Requirement
All the lines below should appear again unchanged, though their pictures should not.
**** Data in this exercise ****
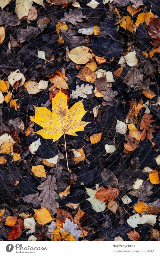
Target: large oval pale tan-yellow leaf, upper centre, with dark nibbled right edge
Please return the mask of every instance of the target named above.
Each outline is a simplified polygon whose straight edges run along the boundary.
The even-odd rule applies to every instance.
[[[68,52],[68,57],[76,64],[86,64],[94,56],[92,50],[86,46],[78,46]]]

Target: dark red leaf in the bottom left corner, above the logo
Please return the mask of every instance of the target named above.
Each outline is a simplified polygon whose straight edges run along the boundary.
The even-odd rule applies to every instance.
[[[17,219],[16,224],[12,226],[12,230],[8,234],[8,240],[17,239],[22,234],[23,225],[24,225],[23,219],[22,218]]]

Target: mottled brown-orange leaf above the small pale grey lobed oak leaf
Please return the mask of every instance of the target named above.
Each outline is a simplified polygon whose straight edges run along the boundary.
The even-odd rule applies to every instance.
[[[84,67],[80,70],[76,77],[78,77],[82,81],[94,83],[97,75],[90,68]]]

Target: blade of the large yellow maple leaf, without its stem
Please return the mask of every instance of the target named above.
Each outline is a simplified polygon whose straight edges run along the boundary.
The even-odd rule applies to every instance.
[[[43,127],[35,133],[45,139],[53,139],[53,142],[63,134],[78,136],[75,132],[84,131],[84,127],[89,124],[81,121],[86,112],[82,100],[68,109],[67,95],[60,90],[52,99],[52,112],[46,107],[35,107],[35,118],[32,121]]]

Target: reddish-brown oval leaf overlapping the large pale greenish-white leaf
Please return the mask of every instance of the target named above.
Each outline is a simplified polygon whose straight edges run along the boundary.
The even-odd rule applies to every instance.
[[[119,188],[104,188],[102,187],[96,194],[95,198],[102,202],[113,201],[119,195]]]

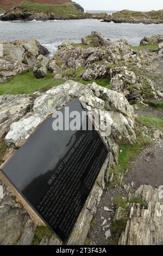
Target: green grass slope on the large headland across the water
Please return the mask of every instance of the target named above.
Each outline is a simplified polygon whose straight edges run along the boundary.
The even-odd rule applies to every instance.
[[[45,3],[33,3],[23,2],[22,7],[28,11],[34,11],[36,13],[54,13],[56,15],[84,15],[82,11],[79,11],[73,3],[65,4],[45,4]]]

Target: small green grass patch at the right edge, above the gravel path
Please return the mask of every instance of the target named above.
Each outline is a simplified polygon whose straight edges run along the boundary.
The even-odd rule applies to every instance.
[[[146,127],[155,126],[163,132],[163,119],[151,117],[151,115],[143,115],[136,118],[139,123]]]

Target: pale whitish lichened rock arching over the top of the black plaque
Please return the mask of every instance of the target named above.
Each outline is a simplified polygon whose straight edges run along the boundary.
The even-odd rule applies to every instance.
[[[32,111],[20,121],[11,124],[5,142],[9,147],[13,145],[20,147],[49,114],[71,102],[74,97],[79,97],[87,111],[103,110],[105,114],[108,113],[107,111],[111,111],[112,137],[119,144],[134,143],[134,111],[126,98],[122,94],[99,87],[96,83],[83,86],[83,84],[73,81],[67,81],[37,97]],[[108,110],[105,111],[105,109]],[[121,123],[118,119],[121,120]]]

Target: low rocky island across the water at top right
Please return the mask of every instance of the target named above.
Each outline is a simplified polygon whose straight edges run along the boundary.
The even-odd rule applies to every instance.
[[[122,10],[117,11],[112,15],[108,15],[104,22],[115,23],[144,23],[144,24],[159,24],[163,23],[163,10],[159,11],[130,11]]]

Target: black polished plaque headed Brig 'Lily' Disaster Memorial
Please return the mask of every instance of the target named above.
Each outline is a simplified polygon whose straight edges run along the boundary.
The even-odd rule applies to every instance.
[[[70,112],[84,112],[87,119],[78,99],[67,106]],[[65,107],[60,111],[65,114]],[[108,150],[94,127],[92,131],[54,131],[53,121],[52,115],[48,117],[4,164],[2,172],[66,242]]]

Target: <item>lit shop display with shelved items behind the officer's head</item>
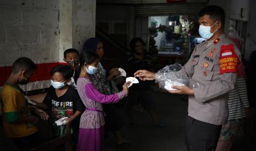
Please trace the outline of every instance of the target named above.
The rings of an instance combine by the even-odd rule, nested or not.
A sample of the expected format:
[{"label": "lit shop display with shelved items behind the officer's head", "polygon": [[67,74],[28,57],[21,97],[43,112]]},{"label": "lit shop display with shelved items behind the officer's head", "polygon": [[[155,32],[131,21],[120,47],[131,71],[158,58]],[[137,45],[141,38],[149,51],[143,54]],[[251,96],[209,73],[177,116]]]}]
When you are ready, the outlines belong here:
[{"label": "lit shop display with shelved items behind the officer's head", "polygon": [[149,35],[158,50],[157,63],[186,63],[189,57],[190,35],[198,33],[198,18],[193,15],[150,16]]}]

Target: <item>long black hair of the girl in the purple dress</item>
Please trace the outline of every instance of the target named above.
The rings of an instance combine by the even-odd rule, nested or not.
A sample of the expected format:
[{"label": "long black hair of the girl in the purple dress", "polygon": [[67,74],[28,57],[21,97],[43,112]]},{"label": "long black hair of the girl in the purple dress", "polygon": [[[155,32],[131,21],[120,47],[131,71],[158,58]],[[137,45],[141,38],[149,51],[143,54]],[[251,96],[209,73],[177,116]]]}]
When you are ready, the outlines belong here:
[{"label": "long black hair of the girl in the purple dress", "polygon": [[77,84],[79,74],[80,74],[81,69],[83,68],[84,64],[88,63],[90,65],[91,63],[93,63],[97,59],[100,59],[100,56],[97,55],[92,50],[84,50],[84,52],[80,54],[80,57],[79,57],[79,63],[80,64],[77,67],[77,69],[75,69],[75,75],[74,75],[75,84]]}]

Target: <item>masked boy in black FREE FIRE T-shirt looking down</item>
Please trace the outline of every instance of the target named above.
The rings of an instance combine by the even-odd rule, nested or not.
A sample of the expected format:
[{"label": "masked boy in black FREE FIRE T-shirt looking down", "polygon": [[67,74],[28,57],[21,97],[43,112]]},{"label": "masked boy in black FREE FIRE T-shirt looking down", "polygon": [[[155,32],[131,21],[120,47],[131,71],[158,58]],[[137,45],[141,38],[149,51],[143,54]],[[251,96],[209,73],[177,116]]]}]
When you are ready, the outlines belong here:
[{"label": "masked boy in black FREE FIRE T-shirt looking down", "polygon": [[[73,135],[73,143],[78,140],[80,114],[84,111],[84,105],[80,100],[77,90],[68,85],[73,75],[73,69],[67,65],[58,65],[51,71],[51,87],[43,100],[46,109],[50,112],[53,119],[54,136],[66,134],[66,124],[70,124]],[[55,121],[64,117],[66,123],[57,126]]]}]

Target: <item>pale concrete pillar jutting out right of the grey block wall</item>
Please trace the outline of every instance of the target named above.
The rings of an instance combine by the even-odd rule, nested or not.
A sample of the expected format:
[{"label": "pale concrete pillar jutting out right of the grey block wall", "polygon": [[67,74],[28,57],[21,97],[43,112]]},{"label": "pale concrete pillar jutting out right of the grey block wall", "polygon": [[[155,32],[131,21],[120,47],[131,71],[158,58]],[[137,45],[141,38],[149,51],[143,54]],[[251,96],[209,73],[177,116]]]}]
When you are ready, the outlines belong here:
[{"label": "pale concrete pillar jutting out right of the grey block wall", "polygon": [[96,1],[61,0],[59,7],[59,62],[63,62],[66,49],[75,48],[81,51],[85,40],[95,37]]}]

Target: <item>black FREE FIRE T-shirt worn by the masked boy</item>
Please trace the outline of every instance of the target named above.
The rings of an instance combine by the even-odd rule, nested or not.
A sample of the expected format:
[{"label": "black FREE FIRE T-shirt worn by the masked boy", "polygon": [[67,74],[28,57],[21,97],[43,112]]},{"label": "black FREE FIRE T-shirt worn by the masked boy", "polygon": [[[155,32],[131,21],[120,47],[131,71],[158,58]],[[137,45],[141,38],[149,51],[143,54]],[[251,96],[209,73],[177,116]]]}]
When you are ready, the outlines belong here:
****
Exercise result
Target: large oval pale tan-yellow leaf, upper centre, with dark nibbled right edge
Please return the mask of every instance of the target named above.
Each outline is a simplified polygon whose straight edges run along the boundary.
The even-odd rule applies to every instance.
[[[68,52],[68,57],[76,64],[86,64],[94,56],[92,50],[86,46],[78,46]]]

Target: dark red leaf in the bottom left corner, above the logo
Please return the mask of every instance of the target named above.
Each outline is a simplified polygon whose straight edges run along the boundary.
The even-odd rule applies to every instance.
[[[17,219],[16,224],[12,226],[12,230],[8,234],[8,240],[17,239],[22,234],[23,225],[24,225],[23,219],[22,218]]]

Target: mottled brown-orange leaf above the small pale grey lobed oak leaf
Please return the mask of every instance of the target named above.
Each outline is a simplified polygon whose straight edges run along the boundary.
The even-odd rule applies to every instance.
[[[84,67],[80,70],[76,77],[78,77],[82,81],[94,83],[97,75],[90,68]]]

Target: blade of the large yellow maple leaf, without its stem
Please return the mask of every instance of the target named above.
Each outline is a simplified polygon whose straight edges run along the boundary.
The even-odd rule applies to every instance.
[[[43,127],[35,133],[45,139],[53,139],[53,142],[63,134],[78,136],[75,132],[84,131],[84,127],[89,124],[81,121],[86,112],[82,100],[68,109],[67,95],[60,90],[52,99],[52,112],[46,107],[35,107],[35,118],[32,121]]]

Target: reddish-brown oval leaf overlapping the large pale greenish-white leaf
Please return the mask of every instance of the target named above.
Each outline is a simplified polygon whose straight edges run along the boundary.
The even-odd rule applies to every instance.
[[[119,188],[104,188],[102,187],[96,194],[95,198],[102,202],[113,201],[119,195]]]

Target: green grass slope on the large headland across the water
Please return the mask of every instance of the target named above.
Each outline is a simplified polygon whose straight edges run along the boundary.
The even-odd rule applies to every instance.
[[[45,3],[33,3],[23,2],[22,7],[28,11],[34,11],[36,13],[54,13],[56,15],[84,15],[82,11],[79,11],[73,3],[65,4],[45,4]]]

Target: small green grass patch at the right edge, above the gravel path
Please return the mask of every instance of the target named above.
Each outline is a simplified polygon whose straight edges run along the boundary.
The even-odd rule applies to every instance.
[[[146,127],[155,126],[163,132],[163,119],[151,117],[151,115],[143,115],[136,118],[139,123]]]

Target: pale whitish lichened rock arching over the top of the black plaque
Please return the mask of every instance of the target named above.
Each outline is a simplified polygon whose straight edges run along the boundary.
The even-odd rule applies to every instance.
[[[32,111],[20,121],[11,124],[5,142],[9,147],[13,145],[20,147],[49,114],[71,102],[74,97],[79,97],[87,111],[103,110],[105,114],[108,113],[107,111],[111,111],[112,137],[119,144],[134,143],[134,111],[126,98],[122,94],[99,87],[96,83],[83,86],[83,84],[73,81],[67,81],[37,97]],[[108,110],[105,111],[105,109]],[[121,123],[118,119],[121,120]]]

Target: low rocky island across the water at top right
Please return the mask of every instance of the target named above.
Each outline is a simplified polygon whose straight edges run along the boundary.
The even-odd rule applies to every instance.
[[[122,10],[117,11],[112,15],[108,15],[104,22],[115,23],[144,23],[144,24],[159,24],[163,23],[163,10],[159,11],[130,11]]]

Target: black polished plaque headed Brig 'Lily' Disaster Memorial
Please return the mask of every instance of the target named above.
Each outline is a simplified polygon whose straight edges run along the boundary.
The even-odd rule applies to every instance.
[[[70,112],[84,112],[87,119],[78,99],[67,106]],[[65,107],[60,111],[65,114]],[[108,150],[94,127],[92,131],[54,131],[53,121],[52,115],[48,117],[4,164],[2,172],[66,242]]]

Target: <item>lit shop display with shelved items behind the officer's head</item>
Please trace the outline of every instance of the target named above.
The rings of an instance combine by the even-odd rule, nested or not.
A sample of the expected format:
[{"label": "lit shop display with shelved items behind the officer's head", "polygon": [[67,74],[28,57],[21,97],[43,112]]},{"label": "lit shop display with shelved items behind the officer's head", "polygon": [[[155,32],[131,21],[120,47],[131,71],[158,58]],[[137,45],[141,38],[149,51],[143,54]],[[251,96],[209,73],[177,116]]]}]
When you are ready, the outlines belong here:
[{"label": "lit shop display with shelved items behind the officer's head", "polygon": [[149,35],[158,50],[157,63],[186,63],[189,57],[190,35],[198,33],[198,18],[193,15],[150,16]]}]

Target: <item>long black hair of the girl in the purple dress</item>
Please trace the outline of every instance of the target named above.
The rings of an instance combine by the even-odd rule, nested or not.
A sample of the expected format:
[{"label": "long black hair of the girl in the purple dress", "polygon": [[67,74],[28,57],[21,97],[43,112]]},{"label": "long black hair of the girl in the purple dress", "polygon": [[[155,32],[131,21],[120,47],[131,71],[158,58]],[[137,45],[141,38],[149,51],[143,54]],[[251,96],[209,73],[177,116]]]}]
When you are ready, the outlines belong here:
[{"label": "long black hair of the girl in the purple dress", "polygon": [[77,84],[79,74],[80,74],[81,69],[83,68],[84,64],[88,63],[90,65],[91,63],[93,63],[97,59],[100,59],[100,56],[97,55],[92,50],[84,50],[84,52],[80,54],[80,57],[79,57],[79,63],[80,64],[77,67],[77,69],[75,69],[75,75],[74,75],[75,84]]}]

Target: <item>masked boy in black FREE FIRE T-shirt looking down</item>
Please trace the outline of every instance of the target named above.
The rings of an instance combine by the even-odd rule, nested or not.
A sample of the expected format:
[{"label": "masked boy in black FREE FIRE T-shirt looking down", "polygon": [[67,74],[28,57],[21,97],[43,112]]},{"label": "masked boy in black FREE FIRE T-shirt looking down", "polygon": [[[155,32],[131,21],[120,47],[131,71],[158,58]],[[137,45],[141,38],[149,51],[143,54]],[[251,96],[209,73],[177,116]]]}]
When you are ready, the outlines belong here:
[{"label": "masked boy in black FREE FIRE T-shirt looking down", "polygon": [[[73,135],[73,143],[78,140],[80,114],[84,111],[84,105],[80,100],[77,90],[68,85],[73,75],[73,69],[67,65],[58,65],[51,71],[51,87],[43,100],[46,109],[50,112],[53,119],[54,136],[66,134],[66,124],[70,124]],[[55,121],[64,117],[66,123],[57,126]]]}]

Target: <item>pale concrete pillar jutting out right of the grey block wall</item>
Please trace the outline of every instance of the target named above.
The rings of an instance combine by the even-odd rule, nested or not.
A sample of the expected format:
[{"label": "pale concrete pillar jutting out right of the grey block wall", "polygon": [[67,74],[28,57],[21,97],[43,112]]},{"label": "pale concrete pillar jutting out right of the grey block wall", "polygon": [[[155,32],[131,21],[120,47],[131,71],[158,58]],[[137,45],[141,38],[149,51],[143,54]],[[251,96],[209,73],[177,116]]]}]
When you are ready, the outlines belong here:
[{"label": "pale concrete pillar jutting out right of the grey block wall", "polygon": [[96,1],[61,0],[59,7],[59,62],[63,62],[66,49],[75,48],[81,51],[85,40],[95,37]]}]

Target: <item>black FREE FIRE T-shirt worn by the masked boy</item>
Please trace the outline of every instance of the target named above.
The rings of an instance combine by the even-odd rule, nested or not.
A sample of the expected format:
[{"label": "black FREE FIRE T-shirt worn by the masked boy", "polygon": [[67,74],[28,57],[21,97],[43,112]]},{"label": "black FREE FIRE T-shirt worn by the masked boy", "polygon": [[[155,32],[131,21],[120,47],[131,71],[158,58]],[[137,45],[141,38],[149,51],[143,54]],[[251,96],[209,73],[177,116]]]}]
When you are ready, the outlines belong here:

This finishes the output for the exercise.